Passage given:

Submission from Vladislav Vainberg received on September 13, 2001 via e-mail
Subject: Comments - Government of Canada Copyright Reform
To Industry Canada, the Department of Canadian Heritage, the Intellectual Property Policy Directorate and other concerned agencies:
I write to you to express my opposition to and grave concern regarding the extreme intellectual property provisions of the Consultation Paper on Digital Copyright Issues (CPCDI).
These measures, based on the US Digital Millennium Copyright Act (DMCA), give far too much power to publishers, at the expense of indivdiuals' rights. The DMCA itself is already under legal challenge in the US, has gravely chilled scientists' and computer security researchers' freedom of expression around the world for fear of being prosecuted in the US, and resulted in the arrest of a Russian programmer. Such actions, expanded onto a larger populace, will have a profound effect on development and distribution of new and innovative technologies, as well as limit our freedoms as citizens. In no way would the changes proposed enhance national security, should such an argument be used in light of recent events in the United States. The CPDCI provisions, which serve no one but corporate copyright interests, are just as overbroad as those of the DMCA.

What to work on:
**1)** Please extract the part of the copyright reform submission between "Submission from Vladislav" and "Copyright Issues (CPCDI).", inclusive.
**2)** Write a continuation of the copyright reform submission, picking up after its last sentence.

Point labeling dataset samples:
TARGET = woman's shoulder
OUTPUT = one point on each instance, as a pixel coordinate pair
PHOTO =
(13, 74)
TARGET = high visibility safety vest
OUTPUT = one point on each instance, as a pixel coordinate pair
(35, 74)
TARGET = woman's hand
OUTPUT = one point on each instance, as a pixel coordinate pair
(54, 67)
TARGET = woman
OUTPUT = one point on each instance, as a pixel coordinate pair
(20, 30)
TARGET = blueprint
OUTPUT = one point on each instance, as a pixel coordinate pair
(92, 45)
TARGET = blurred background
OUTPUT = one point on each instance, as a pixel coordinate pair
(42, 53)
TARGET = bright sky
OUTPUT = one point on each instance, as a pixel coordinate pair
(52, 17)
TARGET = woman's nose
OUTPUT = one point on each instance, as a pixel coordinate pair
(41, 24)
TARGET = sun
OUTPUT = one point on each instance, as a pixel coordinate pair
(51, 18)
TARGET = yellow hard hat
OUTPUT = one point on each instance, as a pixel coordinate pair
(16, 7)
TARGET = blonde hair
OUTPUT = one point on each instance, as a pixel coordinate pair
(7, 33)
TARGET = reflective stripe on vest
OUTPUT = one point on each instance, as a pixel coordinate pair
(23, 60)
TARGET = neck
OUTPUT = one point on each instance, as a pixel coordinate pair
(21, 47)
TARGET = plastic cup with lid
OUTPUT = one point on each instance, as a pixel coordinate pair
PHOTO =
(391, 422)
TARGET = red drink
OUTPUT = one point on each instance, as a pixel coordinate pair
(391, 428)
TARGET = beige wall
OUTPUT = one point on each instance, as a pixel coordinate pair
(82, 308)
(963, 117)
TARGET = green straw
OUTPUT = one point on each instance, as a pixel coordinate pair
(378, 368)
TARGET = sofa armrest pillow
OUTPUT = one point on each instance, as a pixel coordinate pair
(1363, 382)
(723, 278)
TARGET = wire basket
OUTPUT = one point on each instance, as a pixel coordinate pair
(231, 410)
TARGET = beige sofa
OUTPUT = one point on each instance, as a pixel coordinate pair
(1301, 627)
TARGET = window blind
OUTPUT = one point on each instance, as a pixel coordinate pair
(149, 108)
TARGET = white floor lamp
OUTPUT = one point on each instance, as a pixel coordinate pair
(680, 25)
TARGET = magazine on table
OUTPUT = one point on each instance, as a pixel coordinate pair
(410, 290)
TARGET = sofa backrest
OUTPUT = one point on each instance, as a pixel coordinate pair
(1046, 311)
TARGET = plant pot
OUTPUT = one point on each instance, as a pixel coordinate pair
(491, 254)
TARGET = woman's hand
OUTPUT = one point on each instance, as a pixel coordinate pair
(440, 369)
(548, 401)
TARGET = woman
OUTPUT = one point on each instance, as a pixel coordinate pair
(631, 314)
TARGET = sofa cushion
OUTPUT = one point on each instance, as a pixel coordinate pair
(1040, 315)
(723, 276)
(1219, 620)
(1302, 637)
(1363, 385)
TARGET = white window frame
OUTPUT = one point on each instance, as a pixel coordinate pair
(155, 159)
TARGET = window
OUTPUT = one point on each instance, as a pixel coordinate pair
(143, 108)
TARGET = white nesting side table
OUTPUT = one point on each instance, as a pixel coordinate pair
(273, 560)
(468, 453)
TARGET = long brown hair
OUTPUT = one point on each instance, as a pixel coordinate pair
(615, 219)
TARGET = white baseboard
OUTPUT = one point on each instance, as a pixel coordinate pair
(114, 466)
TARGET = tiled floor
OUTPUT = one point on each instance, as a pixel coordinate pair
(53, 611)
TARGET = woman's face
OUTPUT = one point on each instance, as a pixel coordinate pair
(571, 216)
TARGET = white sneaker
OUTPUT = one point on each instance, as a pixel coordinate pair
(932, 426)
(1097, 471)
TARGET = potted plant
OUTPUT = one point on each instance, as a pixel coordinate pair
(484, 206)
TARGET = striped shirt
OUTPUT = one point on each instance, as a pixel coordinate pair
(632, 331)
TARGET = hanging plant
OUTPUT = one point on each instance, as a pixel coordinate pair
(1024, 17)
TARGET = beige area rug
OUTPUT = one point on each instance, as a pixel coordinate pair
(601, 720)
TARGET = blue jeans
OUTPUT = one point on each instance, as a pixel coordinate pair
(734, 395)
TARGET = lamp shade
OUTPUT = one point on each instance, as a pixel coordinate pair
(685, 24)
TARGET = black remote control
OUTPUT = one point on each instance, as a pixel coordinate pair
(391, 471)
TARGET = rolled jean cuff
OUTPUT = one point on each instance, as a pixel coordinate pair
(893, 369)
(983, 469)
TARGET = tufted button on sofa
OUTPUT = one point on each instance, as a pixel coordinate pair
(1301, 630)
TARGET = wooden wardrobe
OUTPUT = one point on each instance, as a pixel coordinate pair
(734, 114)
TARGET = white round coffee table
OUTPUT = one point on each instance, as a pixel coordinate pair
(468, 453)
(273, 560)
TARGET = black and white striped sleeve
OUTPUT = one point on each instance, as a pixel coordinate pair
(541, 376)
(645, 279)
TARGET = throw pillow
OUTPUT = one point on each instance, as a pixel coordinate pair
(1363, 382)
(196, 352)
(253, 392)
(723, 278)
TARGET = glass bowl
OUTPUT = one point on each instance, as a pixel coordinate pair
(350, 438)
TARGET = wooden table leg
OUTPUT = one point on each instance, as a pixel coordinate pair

Expected responses:
**1)**
Submission from Vladislav Vainberg received on September 13, 2001 via e-mail
Subject: Comments - Government of Canada Copyright Reform
To Industry Canada, the Department of Canadian Heritage, the Intellectual Property Policy Directorate and other concerned agencies:
I write to you to express my opposition to and grave concern regarding the extreme intellectual property provisions of the Consultation Paper on Digital Copyright Issues (CPCDI).

**2)**
These provisions would amend the Canadian Copyright Act to ban, with few or no exceptions, software and other tools that allow copy prevention technologies to be bypassed. This would violate the Charter of Rights and Freedoms guarantee of freedom of speech, and similar guarantees in the UN Universal Declaration of Human Rights, since such tools are necessary to exercise lawful uses, including fair dealing, reverse engineering, computer security research and many others. Such luddite terminology will have far reaching repercussions for our freedom.
I urge you to remove these controversial and anti-freedom provisions from the CPDCI language. The DMCA is already an international embarrassment and a slap in the face of the free world. There is no reason why Canada should stand behind such unabashedly pro-corporate legislation, being financed and lobbied by the types of would-be monopolies such as Microsoft and the American recording industry. It is time for our lawmakers to stand behind the regular citizens, and not behind people motivated solely by greed.